# TEXT BLOCK
+---+

At eighteen the eyes of Kira “looked at people quietly, directly, with something that people called arrogance, but which was only a deep, confident calm that seemed to tell men her sight was too clear and none of their favorite binoculars were needed to help her look at life” (35). It seemed that her body’s “sharp movements were the unconscious reflection of a dancing, laughing soul” (35). 

Rand’s Kira is one who feels the heat in things that feel cold to everyone else: 

“She stopped suddenly, as they walked down a street in the evening, and pointed to a strange angle of white wall over battered roofs, luminous on a black sky in the glare of an old lantern, with a dark, barred window like that of a dungeon, and she whispered “How beautiful!”. . . . / . . . She had the same feeling for white statues of ancient gods against black velvet in museums, and for steel shavings and rusty dust and hissing torches and muscles tense as electric wires in the iron roar of a building under construction.” (38–39)

In 1922 after five years of revolution and civil war, the Argounova family in We the Living returns from the Crimea to Petrograd in a boxcar. In all the mud, fear, crudeness, and destitution of this city in those days, Kira Argounova, age 18, returns to Rand’s fond city, with the thought “Isn’t it wonderful!” (23). She is wearing homemade wooden sandals. She smiles at the greeting of an old friend, the bell of a tram outside the station and smiles at the adventure of life before her. At the train station exit door, there is a poster with welcoming words above a rising sun, “Comrades! We are the builders of a new life!” (22).

As a child, Kira had read a story about a conquering Viking who respects neither throne nor altar. This story was Kira’s favorite, high above all others. This conqueror is never defeated. At the end of the story, looking over a city he had conquered, the Viking raises a goblet of wine and speaks: “To life, which is a reason unto itself” (40–41).

Kira had entered life, not with head bowed in religious awe, nor with “a cold skin crying for the warmth of the herd. Kira Argounova entered it with the sword of a Viking pointing the way . . .” (42–43). The sword-point of the Viking in the childhood story is the point to which he looks no farther, “but there was no boundary for the point of his sword” (40). 

Kira did not aspire to be a Viking, though the line of her mouth when silent “was cold, indomitable, and men thought of a Valkyrie with lance and winged helmet in the sweep of battle” (36). She did not aspire to be a warrior or Valkyrie; neither did she aspire to a “life of discipline and hard work and useful labor for the great collective” (37).

“From somewhere in the aristocratic Middle Ages, Kira had inherited the conviction that labor and effort were ignoble” (41). She made good grades, but she would not learn to cook or darn. She balked at piano exercises, but chose for her future “the hardest work and most demanding effort. She was to be an engineer” (41). Over Kira’s bed was the picture of an American skyscraper. She imagined she would build houses of glass and steel, a white bridge of aluminum. She imagined “men and wheels and cranes under her orders, about a sunrise on the steel skeleton of a skyscraper” (41).

+---+

[Stored data entries]

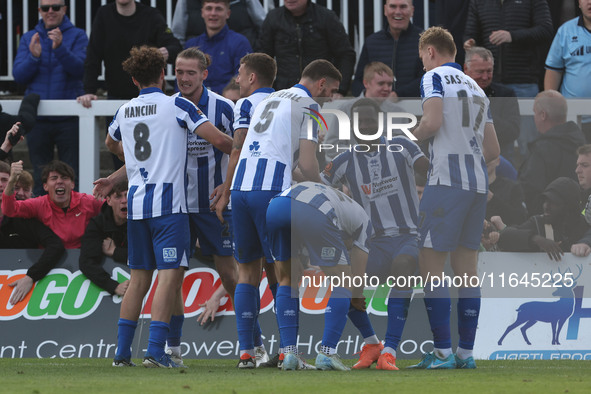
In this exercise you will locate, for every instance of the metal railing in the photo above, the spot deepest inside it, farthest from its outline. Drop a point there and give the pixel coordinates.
(92, 128)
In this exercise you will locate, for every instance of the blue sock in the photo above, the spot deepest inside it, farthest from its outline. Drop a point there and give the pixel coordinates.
(288, 309)
(176, 330)
(273, 289)
(397, 312)
(157, 340)
(246, 312)
(335, 316)
(438, 304)
(468, 312)
(360, 319)
(256, 335)
(125, 333)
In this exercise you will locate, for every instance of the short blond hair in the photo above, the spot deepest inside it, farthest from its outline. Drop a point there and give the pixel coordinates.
(440, 39)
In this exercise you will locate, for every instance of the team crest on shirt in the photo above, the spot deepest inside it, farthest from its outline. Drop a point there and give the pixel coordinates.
(254, 149)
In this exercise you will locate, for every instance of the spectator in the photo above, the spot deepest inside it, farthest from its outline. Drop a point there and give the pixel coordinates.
(50, 61)
(560, 229)
(224, 46)
(503, 103)
(398, 47)
(553, 153)
(505, 197)
(106, 235)
(300, 32)
(569, 61)
(63, 210)
(17, 233)
(26, 118)
(117, 27)
(583, 171)
(246, 18)
(515, 33)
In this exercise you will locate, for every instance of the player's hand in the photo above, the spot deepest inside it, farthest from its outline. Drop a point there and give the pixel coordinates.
(469, 43)
(210, 307)
(108, 247)
(20, 289)
(499, 37)
(580, 250)
(122, 288)
(358, 303)
(102, 187)
(86, 100)
(547, 245)
(164, 52)
(35, 45)
(56, 36)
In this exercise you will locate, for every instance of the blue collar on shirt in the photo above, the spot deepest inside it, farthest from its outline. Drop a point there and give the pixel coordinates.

+---+

# YOUR TASKS
1. Reproduce the stored data entries word for word, leaving out the pictures.
2. Resume the passage on Kira Argounova in We the Living, picking up directly after its final sentence.

# PER-TASK OUTPUTS
1.
In this exercise you will locate, for every instance of the metal railing in the photo above, the spot deepest inside it, farthest from its outline. Drop a point there and give the pixel coordinates.
(92, 128)
In this exercise you will locate, for every instance of the blue sock in the photo above, the spot deepest inside it, farthest from its outline. Drop a point there and give the pixel coordinates.
(288, 309)
(176, 330)
(273, 289)
(397, 312)
(157, 340)
(246, 312)
(335, 316)
(438, 304)
(468, 312)
(360, 319)
(256, 335)
(125, 333)
In this exercise you will locate, for every instance of the short blond hair in the photo above, the spot deepest inside it, farthest from its outline. Drop a point there and give the pixel coordinates.
(440, 39)
In this exercise you will locate, for every instance of the team crest on shirt in the photo above, the spot deepest inside it, farthest from its outline. Drop a point there and give the pixel coordinates.
(254, 149)
In this exercise you will locate, for every instance of the spectator in the photo above, the spot deepest inside it, farthest from its outline. Drop a point there and give the pixel coordinates.
(50, 61)
(560, 229)
(224, 46)
(503, 103)
(398, 47)
(553, 153)
(505, 197)
(106, 235)
(300, 32)
(569, 61)
(63, 210)
(17, 233)
(26, 118)
(117, 27)
(583, 171)
(246, 18)
(515, 33)
In this exercise you will locate, for every instance of the player's hand in the photo above, the spot deepest inside it, farthest from its outline. Drop a point there and give the pixel coordinates.
(469, 43)
(210, 307)
(108, 247)
(20, 289)
(499, 37)
(580, 250)
(122, 288)
(358, 303)
(102, 187)
(86, 100)
(547, 245)
(164, 52)
(35, 45)
(56, 36)
In this exercise you will locate, for every instance of the blue collar on shirt in the photo above, the spot deepest inside it, farthest from its outline. Drop a point there and give the pixel coordinates.

2.
“She knew she had a life and that it was her life. She knew the work which she had chosen and which she expected of life” (41). And she worshipped and expected joy (41–42).

Rand’s Kira does not look at the workers who would build her skyscrapers and bridges as subservient types; she sees them simply as carrying out her orders. She does not look down on the building trades. Kira’s author gives no indication of agreeing with Nietzsche’s view that the importance of allowing the existence of individuals aristocratic in spirit is to improve the type man by self-overcomings in the souls of such men.

Rand in We the Living adores Petrograd and the man who ordered its creation, but she does not adore it because it gave that man a higher state of being. Kira simply values great creations and their creators. She values the man-made, the making, and the makers, to the purpose of life and joy.

It is clear early in We the Living that Kira and her author stand in favor of much that the Marxists refer to as “bourgeois.” We often associate the bourgeois with the Epicurean, and that Kira is not. She takes scant notice that “the voice of the flesh cries, ‘Keep me from hunger, thirst, and cold!’” (VS 33). She does not take avoidance of pain as the right limit of pleasure and desire (PD 3, 11). Her appetite for life is great. “If one loses that appetite, why still sit at the table” (WL 55). She is no dray horse, but a racing steed (32).

With her hungry family, sharing their single wick of light, or standing in line for bread ration, Kira’s mind is fixed on her textbooks, particularly on her mathematics problems. At the Petrograd Technological Institute, where she is a first-year student, she does not pay attention to lectures of Bolshevik propaganda.

A student politician on the Communist side tries to enlist Kira in a Marxist Circle for young students “‘to learn the proper proletarian ideology, which we’ll all need when we go out into the world to serve the Proletarian State, since that’s what we’re all studying for, isn’t it?’ / ‘Did it ever occur to you’, asked Kira, ‘that I may be here for the very unusual, unnatural reason of wanting to learn a work I like only because I like it?’” (61).

Kira is drawn into a student assembly for student elections. A speech from a student Party member barking the right purpose of the Technological Institute concludes: “‘We have outgrown the old bourgeois prejudice about the objective impartiality of science. Science is not impartial. Science is a weapon in the class struggle. We’re not here to further our own petty personal ambitions. We have outgrown the slobbering egoism of the bourgeois who whined for a personal career’”(62).

In the 1936 version of We the Living, Rand has a line to display the type of mind and interests of protagonist Leo, who is Kira’s beloved. “When his young friends related, in whispers, the latest French stories, Leo quoted Kant and Nietzsche” (156) This line is included in Robert Mayhew’s study “We the Living: ’36 and ’59” (2004, 192). In the 1959 edit, Rand replaced Kant with Spinoza in this line. Dr. Mayhew naturally is struck by the clear indication that Rand did not hold her well-known antipathy to Kant in her early years.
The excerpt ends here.